*EXCERPTED RECORDS:*
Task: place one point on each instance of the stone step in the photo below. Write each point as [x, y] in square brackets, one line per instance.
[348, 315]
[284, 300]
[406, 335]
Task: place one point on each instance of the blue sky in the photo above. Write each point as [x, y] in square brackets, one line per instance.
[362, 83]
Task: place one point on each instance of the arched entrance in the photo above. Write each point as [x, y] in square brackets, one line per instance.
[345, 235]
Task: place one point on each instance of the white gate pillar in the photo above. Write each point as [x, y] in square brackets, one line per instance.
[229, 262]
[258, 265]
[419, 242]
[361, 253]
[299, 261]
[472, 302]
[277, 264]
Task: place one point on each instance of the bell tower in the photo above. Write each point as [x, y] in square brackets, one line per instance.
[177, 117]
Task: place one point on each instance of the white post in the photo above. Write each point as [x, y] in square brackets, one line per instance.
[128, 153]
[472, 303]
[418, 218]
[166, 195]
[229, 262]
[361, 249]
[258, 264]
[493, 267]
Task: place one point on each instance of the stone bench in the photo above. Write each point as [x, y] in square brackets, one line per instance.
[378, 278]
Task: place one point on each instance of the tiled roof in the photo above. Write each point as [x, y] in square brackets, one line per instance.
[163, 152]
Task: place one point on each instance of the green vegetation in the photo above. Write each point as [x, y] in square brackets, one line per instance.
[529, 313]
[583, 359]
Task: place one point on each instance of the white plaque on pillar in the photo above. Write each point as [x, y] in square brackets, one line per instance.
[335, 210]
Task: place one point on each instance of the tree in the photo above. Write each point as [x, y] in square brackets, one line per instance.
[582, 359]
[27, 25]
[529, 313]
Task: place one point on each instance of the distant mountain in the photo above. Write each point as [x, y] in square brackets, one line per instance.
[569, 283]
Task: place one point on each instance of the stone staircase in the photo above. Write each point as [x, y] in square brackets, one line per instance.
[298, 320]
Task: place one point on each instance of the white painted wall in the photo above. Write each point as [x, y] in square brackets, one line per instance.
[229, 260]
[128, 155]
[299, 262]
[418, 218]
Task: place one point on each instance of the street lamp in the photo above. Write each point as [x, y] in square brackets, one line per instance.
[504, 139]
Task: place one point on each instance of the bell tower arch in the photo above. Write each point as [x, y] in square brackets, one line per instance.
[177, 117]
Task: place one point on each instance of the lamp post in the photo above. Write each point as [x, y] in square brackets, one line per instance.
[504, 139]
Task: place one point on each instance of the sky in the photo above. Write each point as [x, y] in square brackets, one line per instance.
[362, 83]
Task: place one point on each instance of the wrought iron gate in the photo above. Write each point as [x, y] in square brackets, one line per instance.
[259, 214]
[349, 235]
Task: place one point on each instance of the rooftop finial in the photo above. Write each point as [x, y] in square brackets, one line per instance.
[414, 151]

*TASK REQUIREMENTS:* Render every line of the listing above as a numbered list, leaving out any blank lines.

*ANSWER TO THE PROBLEM:*
1. Task: place one point on each instance of the stone step in the photo below. Write each point as [x, y] in square brackets, one line per instance.
2. [348, 315]
3. [284, 300]
4. [406, 335]
5. Task: place one point on each instance of the blue sky in the photo above. Write each point as [x, y] in square brackets, one line per instance.
6. [362, 83]
7. Task: place one point on each instance of the arched entrance in the photo above. Write each point as [x, y] in square brackets, one line per instance.
8. [345, 235]
9. Task: place one point on each instance of the white gate pillar in the photo above. Write each point as [x, y] in square brackets, one line per instance.
10. [229, 262]
11. [258, 265]
12. [419, 242]
13. [361, 253]
14. [299, 261]
15. [472, 302]
16. [277, 264]
17. Task: place one point on each instance of the bell tower in the photo above. Write each point as [x, y] in square brackets, one line per instance.
18. [177, 117]
19. Task: place one point on each instance of the white post in the photo above. Write each point as [x, y] in square brackets, one line per instance.
20. [128, 153]
21. [472, 303]
22. [418, 218]
23. [166, 195]
24. [229, 262]
25. [361, 249]
26. [258, 264]
27. [493, 267]
28. Task: place one point on each instance of the stone bench in the photo above. Write each point as [x, y] in square brackets, one line per instance.
29. [378, 278]
30. Task: place one point on each instance of the tiled roof in the photo above. Write each point as [x, y] in square brackets, one line per instance.
31. [163, 152]
32. Task: place one point on each instance of the green vegetation in the photo above. Write each point as [x, y] in square brackets, one line per instance.
33. [529, 313]
34. [583, 359]
35. Task: place one point on each instance of the white plaque on pillar in the photo above. Write each point as [x, y] in square brackets, one line per instance.
36. [335, 210]
37. Task: place one point on each instance of the tree in the photo above. Write each point as [x, y] in square brackets, one line per instance.
38. [582, 359]
39. [27, 25]
40. [529, 313]
41. Task: place one point on each instance of the distant mountain in the photo above. Write each point as [x, y] in square brackets, one line per instance.
42. [569, 283]
43. Task: place one point on each instance of the stone staircase in the photo above. Write each point as [x, y] in square brackets, one line per instance.
44. [298, 320]
45. Task: place one point on each instance of the white painted wall in the photo above. Write each point as [x, y] in square brackets, one line per instance.
46. [229, 260]
47. [128, 155]
48. [299, 262]
49. [418, 218]
50. Task: place one point on each instance of the street lamp in the photo above. Write each point as [x, y] in square brackets, one line per instance.
51. [504, 139]
52. Task: place one point on each instance of the bell tower arch in the photo above. Write each point as [x, y] in square brackets, one line per instance.
53. [177, 117]
54. Task: place one point on each instance of the lamp post in the photo above. Write each point as [x, y] in square brackets, one line per instance.
55. [504, 139]
56. Task: place one point on each instance of the sky in the photo above. Write each point as [x, y] in square brackets, one line per instance.
57. [362, 83]
58. Task: place one point on each instance of the wrought iron gate in the photo above. Write each point as [x, y] in square brackets, one line per instance.
59. [259, 214]
60. [349, 235]
61. Task: place one point on each instance of the rooftop finial in the photo above. Write each point as [x, y] in square brackets, one line per instance.
62. [414, 151]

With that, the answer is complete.